This is a detonation tank to create nanodiamonds, not a nuclear device.
Very small diamonds are useful for many purposes, like polishing optics or PC hard disks. That is why, for example, Drexel University in Philadelphia invited Danilenko for a talk at its Nanotechnology Institute:
On January 29, the AJ Drexel Nanotechnology Institute sponsored a Nanodiamond Lecture, “Nanodiamonds: Reactor Design and Synthesis,” by noted Ukrainian scientist Dr. Vyacheslav Danilenko. Dr. Danilenko was among the first to demonstrate detonation synthesis of diamonds and has more than 30 years experience in the design of reactors for the synthesis of nanodiamonds.
Some years ago Iran launched a big Nano Technology Initiative which includes Iranian research on detonation nanodiamonds (pdf). Iran is planing to produce them on industrial scale. It holds regular international conferences and invites experts on nanotechnology from all over the world. It is quite likely that famous international scientists in that field, like Dr. Danilenko, have been invited, gave talks in Iran and cooperate with its scientists.
Producing nanodiamonds via detonations uses large confined containers with water cooling, for which Danilenko seems to have a patent. The Ukrainian company he works with, Alit, shows such a detonation chamber on its webpage as does the picture above. The detonation nanodiamond explanation thereby also fits with another allegation from the IAEA report:
The Associated Press reported that U.N. officials have acquired satellite photos of a bus-size steel container used by Iran for some of the explosives testing.
See the picture above and the one on the Alit web page. Iran having a “bus-size steel container” for explosive testing and research cooperation with Danilenko both fit very well with Iran’s plans for nanodiamond production. They do not fit well with anything nuclear.

- _Exercise requirements_:
In the nanodiamond text, how many years of experience does Dr. Vyacheslav Danilenko have in designing reactors for nanodiamond synthesis?

- _Provided data_:
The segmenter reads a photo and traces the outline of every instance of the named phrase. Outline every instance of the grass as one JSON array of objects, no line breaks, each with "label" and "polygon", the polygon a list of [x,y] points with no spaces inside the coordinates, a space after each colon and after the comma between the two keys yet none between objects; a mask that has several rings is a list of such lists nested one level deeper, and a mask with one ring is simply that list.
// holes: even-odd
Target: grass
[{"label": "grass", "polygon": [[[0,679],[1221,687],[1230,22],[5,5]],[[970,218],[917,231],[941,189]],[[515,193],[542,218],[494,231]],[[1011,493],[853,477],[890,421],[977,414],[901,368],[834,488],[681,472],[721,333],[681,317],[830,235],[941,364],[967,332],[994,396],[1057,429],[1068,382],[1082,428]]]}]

* * *

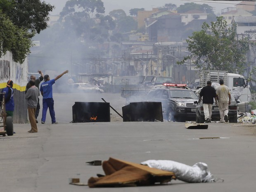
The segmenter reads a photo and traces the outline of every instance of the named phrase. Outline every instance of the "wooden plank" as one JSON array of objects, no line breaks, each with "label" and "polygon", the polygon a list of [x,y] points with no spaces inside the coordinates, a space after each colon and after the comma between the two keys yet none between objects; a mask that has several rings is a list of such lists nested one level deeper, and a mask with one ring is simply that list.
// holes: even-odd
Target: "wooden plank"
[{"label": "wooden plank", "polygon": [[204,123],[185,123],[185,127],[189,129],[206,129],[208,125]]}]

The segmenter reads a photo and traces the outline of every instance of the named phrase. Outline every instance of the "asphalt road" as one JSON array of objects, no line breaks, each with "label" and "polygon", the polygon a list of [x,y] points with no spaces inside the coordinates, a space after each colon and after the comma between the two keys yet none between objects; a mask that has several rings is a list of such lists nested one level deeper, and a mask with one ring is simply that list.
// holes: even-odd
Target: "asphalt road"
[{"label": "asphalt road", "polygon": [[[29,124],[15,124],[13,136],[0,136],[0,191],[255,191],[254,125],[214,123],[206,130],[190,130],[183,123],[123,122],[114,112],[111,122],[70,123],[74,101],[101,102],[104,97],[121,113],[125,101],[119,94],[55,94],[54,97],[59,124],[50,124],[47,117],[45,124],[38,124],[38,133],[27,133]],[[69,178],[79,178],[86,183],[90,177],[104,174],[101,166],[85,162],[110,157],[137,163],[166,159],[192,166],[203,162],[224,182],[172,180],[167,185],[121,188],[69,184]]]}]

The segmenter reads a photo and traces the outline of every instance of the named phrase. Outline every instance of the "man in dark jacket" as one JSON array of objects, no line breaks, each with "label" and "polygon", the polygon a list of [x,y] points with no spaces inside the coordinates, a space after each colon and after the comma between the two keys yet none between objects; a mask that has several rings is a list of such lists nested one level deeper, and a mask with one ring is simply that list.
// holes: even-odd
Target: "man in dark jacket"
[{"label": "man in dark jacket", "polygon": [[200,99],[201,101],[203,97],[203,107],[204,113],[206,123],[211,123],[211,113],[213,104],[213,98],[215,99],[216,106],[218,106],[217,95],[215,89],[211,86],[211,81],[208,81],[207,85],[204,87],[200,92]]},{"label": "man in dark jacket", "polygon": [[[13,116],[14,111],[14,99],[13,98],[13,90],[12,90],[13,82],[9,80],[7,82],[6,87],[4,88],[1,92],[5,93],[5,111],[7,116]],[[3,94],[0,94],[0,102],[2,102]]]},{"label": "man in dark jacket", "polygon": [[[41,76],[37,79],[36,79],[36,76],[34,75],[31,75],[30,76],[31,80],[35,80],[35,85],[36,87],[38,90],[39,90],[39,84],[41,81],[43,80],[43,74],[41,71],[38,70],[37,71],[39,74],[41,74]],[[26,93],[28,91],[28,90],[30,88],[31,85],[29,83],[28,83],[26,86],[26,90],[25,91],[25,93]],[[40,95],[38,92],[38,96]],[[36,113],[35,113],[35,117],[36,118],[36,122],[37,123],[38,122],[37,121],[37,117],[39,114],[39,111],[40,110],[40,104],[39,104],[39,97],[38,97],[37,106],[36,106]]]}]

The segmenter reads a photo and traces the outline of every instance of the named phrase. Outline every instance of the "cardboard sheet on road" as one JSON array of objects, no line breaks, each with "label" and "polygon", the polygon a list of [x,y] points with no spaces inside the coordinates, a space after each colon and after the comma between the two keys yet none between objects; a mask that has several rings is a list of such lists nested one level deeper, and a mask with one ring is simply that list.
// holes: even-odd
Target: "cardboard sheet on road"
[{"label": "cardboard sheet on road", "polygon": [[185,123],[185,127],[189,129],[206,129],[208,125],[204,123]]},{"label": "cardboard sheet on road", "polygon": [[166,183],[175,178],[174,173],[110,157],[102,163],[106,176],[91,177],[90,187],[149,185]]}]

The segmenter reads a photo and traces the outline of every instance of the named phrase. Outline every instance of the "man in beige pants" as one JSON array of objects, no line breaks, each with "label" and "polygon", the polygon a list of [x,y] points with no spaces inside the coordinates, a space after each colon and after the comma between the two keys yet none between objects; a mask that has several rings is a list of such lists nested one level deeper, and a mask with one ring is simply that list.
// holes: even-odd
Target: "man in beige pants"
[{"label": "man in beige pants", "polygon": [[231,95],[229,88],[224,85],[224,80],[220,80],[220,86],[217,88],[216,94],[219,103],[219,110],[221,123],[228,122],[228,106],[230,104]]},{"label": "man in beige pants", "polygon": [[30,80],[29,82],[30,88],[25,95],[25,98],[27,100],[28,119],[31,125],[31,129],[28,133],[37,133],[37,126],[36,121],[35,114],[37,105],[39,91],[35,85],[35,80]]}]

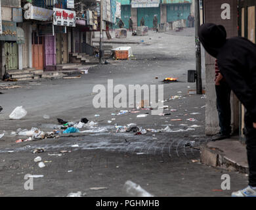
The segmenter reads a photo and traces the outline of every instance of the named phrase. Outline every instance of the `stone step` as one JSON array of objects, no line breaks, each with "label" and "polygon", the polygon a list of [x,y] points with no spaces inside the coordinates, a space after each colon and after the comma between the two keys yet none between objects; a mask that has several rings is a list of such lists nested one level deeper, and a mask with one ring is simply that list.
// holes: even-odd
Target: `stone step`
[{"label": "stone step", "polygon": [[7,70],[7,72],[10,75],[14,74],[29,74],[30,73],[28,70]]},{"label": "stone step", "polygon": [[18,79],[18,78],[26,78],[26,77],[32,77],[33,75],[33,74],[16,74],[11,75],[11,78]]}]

--

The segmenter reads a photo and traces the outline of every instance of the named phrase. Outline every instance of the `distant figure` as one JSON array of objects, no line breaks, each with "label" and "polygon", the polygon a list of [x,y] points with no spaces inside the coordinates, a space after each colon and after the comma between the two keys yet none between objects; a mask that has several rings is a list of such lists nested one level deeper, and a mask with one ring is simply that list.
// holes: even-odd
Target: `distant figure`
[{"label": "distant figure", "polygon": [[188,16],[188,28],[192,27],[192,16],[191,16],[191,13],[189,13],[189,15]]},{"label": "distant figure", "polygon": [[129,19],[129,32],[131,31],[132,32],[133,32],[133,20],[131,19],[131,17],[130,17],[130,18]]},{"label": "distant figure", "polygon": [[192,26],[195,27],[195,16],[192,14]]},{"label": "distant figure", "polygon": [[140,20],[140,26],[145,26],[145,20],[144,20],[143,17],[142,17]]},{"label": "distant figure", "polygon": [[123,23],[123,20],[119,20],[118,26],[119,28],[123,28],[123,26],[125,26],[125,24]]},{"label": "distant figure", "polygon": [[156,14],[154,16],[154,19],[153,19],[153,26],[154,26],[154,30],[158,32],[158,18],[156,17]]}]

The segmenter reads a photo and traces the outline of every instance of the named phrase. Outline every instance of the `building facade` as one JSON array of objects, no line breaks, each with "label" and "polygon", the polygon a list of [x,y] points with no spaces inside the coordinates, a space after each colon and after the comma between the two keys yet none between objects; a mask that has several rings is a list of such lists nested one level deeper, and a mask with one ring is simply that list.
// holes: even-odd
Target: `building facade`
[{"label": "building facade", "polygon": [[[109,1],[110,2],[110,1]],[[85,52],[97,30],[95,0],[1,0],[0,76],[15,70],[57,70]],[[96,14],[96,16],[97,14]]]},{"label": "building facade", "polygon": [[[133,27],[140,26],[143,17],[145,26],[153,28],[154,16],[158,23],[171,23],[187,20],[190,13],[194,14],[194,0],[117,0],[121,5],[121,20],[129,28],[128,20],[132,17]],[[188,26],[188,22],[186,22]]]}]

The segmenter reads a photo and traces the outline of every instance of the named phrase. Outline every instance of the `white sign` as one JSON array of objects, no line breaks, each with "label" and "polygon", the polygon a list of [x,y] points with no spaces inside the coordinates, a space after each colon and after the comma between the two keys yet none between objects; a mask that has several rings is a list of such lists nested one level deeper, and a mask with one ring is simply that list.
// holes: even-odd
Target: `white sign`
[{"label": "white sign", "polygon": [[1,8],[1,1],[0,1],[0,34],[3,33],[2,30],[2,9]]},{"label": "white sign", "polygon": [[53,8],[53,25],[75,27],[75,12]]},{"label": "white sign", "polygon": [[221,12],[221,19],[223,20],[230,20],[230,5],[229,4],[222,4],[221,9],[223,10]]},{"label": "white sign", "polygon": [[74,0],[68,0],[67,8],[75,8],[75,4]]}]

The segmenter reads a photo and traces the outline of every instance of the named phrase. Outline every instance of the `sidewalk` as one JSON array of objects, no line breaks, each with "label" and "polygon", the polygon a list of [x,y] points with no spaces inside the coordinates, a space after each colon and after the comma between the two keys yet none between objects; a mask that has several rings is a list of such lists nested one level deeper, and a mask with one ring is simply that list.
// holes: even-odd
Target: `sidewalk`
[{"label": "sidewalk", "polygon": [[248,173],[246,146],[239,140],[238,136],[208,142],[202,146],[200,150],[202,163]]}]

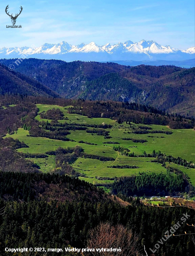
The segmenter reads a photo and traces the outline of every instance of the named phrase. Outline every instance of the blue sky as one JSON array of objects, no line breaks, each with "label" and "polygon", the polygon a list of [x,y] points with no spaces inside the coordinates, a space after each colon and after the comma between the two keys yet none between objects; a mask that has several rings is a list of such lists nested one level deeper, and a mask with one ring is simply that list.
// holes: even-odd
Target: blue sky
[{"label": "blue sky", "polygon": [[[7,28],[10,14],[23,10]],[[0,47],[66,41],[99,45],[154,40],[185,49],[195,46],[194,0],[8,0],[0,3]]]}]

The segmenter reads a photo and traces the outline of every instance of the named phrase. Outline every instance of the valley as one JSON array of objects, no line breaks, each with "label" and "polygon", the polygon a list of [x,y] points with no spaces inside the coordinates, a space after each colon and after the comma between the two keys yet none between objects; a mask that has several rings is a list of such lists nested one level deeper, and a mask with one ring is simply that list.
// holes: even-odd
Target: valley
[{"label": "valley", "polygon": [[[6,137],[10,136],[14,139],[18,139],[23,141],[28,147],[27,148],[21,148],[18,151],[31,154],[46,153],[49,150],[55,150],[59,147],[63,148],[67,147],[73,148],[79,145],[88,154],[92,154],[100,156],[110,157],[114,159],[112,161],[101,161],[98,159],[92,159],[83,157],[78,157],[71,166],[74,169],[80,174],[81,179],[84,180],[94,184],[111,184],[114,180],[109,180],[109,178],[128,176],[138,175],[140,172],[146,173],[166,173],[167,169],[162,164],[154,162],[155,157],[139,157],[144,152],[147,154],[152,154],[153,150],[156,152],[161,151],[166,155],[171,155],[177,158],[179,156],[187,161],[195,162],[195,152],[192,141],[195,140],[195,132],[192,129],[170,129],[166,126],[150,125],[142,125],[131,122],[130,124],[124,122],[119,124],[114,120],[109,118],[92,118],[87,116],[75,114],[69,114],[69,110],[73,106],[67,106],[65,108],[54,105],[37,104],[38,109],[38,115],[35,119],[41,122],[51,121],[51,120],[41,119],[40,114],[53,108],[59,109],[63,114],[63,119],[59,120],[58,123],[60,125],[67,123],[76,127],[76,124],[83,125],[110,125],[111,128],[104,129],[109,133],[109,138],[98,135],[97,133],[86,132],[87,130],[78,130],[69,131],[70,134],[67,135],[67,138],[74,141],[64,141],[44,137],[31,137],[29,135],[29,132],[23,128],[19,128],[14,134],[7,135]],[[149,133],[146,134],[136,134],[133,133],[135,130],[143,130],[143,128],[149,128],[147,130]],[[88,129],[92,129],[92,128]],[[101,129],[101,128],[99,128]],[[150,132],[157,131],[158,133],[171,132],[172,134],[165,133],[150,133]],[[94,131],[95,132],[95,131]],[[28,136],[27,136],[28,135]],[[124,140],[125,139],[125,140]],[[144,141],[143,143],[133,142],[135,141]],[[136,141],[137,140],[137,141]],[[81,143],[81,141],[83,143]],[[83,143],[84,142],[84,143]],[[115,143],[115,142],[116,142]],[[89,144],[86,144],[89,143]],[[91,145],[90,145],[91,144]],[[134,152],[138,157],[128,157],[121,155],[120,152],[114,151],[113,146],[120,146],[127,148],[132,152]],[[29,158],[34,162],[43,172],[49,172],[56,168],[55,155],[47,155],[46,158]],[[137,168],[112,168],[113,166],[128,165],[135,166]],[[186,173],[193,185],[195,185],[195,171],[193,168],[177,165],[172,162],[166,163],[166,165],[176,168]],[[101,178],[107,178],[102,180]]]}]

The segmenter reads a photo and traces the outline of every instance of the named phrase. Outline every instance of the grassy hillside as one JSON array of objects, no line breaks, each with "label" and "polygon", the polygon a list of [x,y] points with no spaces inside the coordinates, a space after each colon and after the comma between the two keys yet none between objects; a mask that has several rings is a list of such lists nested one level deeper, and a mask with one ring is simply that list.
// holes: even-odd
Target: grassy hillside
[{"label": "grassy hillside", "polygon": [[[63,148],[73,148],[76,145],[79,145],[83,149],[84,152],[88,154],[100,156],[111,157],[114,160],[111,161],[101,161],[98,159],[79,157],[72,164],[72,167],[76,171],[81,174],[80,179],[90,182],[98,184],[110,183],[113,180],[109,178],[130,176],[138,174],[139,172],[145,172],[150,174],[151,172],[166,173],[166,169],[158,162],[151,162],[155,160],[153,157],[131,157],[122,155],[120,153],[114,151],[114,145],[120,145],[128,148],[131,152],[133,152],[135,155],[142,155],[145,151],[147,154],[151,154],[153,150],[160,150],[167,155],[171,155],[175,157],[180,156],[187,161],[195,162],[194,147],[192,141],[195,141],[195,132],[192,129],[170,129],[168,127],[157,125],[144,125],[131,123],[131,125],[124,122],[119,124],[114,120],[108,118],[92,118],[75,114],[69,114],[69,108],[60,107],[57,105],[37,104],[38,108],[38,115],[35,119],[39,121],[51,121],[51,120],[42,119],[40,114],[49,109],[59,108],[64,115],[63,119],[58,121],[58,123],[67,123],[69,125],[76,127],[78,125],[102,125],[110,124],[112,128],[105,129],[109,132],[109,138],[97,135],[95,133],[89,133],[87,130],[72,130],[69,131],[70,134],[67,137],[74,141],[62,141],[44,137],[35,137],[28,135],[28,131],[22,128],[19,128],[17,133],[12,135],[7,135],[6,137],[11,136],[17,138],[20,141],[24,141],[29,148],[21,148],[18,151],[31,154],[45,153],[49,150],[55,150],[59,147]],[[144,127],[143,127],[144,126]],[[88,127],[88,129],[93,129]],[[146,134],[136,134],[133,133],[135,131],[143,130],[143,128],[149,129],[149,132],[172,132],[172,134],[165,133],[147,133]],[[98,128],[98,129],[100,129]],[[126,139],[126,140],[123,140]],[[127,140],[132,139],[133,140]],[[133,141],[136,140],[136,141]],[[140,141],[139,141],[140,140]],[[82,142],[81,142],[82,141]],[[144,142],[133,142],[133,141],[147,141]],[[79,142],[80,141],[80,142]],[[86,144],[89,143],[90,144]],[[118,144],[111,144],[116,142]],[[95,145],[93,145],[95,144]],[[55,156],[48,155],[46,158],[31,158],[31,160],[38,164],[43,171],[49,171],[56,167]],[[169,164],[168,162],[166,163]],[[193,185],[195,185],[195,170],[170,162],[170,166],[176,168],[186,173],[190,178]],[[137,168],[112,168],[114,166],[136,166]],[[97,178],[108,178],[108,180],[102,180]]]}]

- _Your response_:
More than 30 years.